▶ [GOAL A]
In the passage below, what was across the street from the house?

▶ [EXCERPTED PASSAGE]
"Extravagance of desire is the fundamental cause which has led the world into its present predicament…..Humanity must stop indulging the desire for material possessions and personal gain and move instead towards spiritual awareness. Simply Serve Nature and All is Well" Masanobu Fukuoka
It was the time before the television and a time of innocence. My mother would send us outdoors with neighbourhood children on the block where we played in the fields behind our house. A row of willow trees stood along the North side of our front and side and backyard and there was a field beyond that as well. Across the street was a gravel road and ditches.

▶ [GOAL B]
Please reproduce word for word the stretch of the listing below from the line containing "the bird's foot." through the line containing "[[345, 277]]".

▶ [PROVIDED DATA]
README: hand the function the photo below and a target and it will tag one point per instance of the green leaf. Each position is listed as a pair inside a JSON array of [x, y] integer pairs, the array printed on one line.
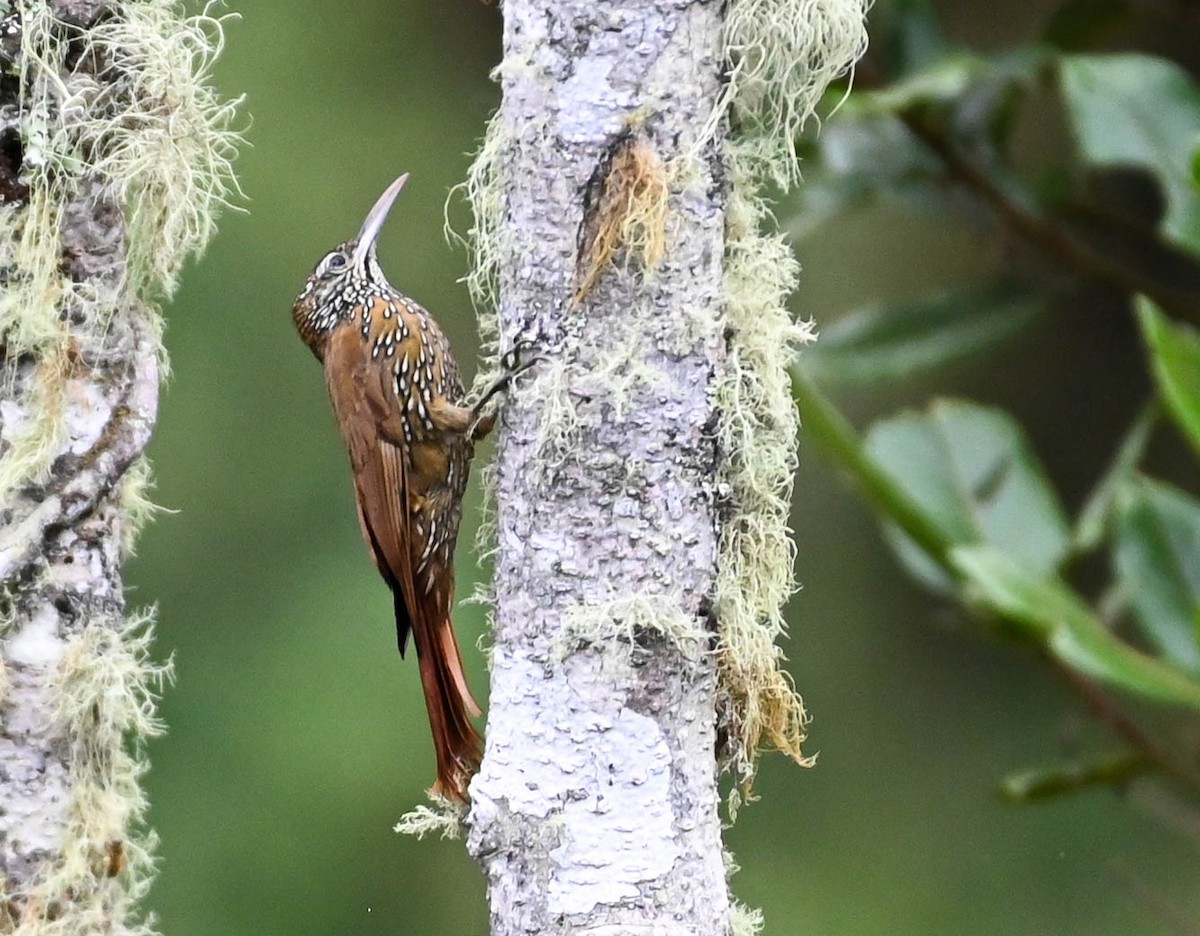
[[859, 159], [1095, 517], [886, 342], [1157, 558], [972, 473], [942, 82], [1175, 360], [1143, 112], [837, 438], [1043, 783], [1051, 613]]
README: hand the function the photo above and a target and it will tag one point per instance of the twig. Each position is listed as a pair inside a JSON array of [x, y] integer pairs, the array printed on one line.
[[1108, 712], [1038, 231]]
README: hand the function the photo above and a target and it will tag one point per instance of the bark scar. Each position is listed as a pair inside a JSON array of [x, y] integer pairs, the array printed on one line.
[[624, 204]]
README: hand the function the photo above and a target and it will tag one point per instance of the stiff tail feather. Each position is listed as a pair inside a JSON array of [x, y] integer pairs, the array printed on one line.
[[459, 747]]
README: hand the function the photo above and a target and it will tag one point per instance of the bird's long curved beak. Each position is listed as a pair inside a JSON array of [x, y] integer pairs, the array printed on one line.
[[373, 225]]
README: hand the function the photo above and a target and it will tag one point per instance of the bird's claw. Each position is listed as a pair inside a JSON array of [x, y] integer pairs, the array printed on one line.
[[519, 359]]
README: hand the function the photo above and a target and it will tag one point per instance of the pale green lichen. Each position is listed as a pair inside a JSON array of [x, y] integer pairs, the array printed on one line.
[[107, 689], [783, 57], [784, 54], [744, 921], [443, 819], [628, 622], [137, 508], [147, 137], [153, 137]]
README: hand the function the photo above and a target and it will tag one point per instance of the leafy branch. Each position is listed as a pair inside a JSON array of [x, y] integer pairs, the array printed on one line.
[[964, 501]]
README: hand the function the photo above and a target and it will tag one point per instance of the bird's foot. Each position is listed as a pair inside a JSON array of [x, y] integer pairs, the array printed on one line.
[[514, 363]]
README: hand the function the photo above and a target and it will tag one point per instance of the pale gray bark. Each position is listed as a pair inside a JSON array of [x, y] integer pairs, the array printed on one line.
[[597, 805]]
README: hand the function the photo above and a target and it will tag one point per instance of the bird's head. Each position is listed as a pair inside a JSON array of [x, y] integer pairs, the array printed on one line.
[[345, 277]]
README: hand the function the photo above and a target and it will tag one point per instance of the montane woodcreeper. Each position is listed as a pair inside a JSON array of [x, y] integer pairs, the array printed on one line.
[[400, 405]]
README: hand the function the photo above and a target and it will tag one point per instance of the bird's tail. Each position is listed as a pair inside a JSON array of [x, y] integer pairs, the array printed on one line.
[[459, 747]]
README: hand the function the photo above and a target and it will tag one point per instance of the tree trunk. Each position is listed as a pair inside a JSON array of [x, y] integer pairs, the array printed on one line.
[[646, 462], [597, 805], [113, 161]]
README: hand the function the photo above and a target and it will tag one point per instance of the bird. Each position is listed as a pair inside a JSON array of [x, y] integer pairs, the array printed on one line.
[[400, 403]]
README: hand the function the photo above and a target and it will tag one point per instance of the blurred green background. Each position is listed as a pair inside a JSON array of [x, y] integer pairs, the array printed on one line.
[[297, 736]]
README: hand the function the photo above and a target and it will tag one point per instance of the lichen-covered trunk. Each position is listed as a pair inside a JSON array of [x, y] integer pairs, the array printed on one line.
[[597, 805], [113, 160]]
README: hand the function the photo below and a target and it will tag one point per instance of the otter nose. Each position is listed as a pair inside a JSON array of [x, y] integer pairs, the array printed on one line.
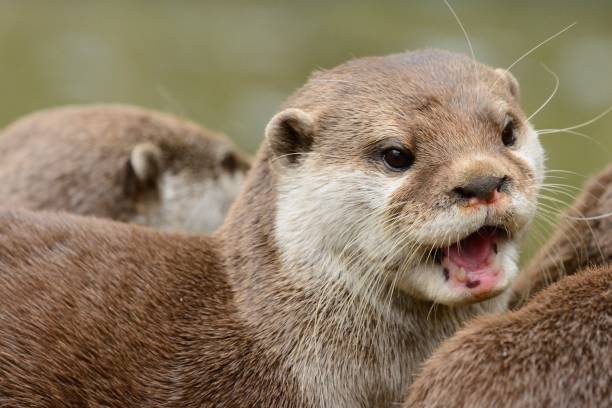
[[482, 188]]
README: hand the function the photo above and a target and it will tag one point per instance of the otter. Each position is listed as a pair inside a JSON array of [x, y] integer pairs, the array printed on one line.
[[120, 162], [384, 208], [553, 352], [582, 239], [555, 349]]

▶ [RIGHT ANSWER A]
A gravel road and ditches.

▶ [RIGHT ANSWER B]
README: hand the function the photo above and a target and it will tag one point per instance of the bird's foot. Each position is listed as a pair inside a JSON array of [x, y] integer pairs, the array printed on one line.
[[514, 363]]
README: hand the function the photo above and a target and it will tag one point per instance of the pale gray bark. Each position is listed as a pair inside a JSON array of [x, y] integer pairs, the array printed on one line.
[[597, 805]]
README: hand the function the photo above and a target and it will tag one point per instance of the bird's head. Each position is listed as a pair inside a JSON array of [x, y] integer pairs, the array printed on one line.
[[345, 277]]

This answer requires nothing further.